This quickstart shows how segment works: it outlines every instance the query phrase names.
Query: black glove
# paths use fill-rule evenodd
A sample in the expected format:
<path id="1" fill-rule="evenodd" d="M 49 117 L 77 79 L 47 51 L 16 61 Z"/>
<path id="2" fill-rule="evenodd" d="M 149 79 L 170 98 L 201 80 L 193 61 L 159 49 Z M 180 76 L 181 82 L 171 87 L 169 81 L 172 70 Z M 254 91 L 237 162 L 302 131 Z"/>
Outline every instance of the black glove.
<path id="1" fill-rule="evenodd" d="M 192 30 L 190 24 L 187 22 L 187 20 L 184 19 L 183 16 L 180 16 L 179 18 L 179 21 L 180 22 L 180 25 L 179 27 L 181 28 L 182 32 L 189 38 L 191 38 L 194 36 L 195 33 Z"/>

• _Polecenie_:
Przekształć wszystkie powyższe pozycje w dwukolumnowy plik CSV z kolumnami „treść” i „odpowiedź”, w którym każda pozycja zajmuje jeden wiersz. Każdą wartość umieść w jednym polu ujętym w cudzysłów, a podziały wierszy zamień na spacje.

• _Rozwiązanie zadania_:
treść,odpowiedź
"This quickstart shows how segment works: it outlines every instance the query phrase names. Query: black glove # paths use fill-rule evenodd A sample in the expected format: <path id=""1"" fill-rule=""evenodd"" d=""M 49 117 L 77 79 L 47 51 L 16 61 Z""/> <path id=""2"" fill-rule=""evenodd"" d=""M 149 79 L 170 98 L 201 80 L 193 61 L 159 49 Z M 180 76 L 181 82 L 171 87 L 169 81 L 172 70 Z M 254 91 L 237 162 L 302 131 Z""/> Outline every instance of the black glove.","<path id=""1"" fill-rule=""evenodd"" d=""M 192 30 L 190 24 L 187 22 L 187 20 L 184 19 L 183 16 L 180 16 L 179 18 L 179 21 L 180 22 L 180 25 L 179 27 L 181 28 L 182 32 L 189 38 L 191 38 L 194 36 L 195 33 Z""/>"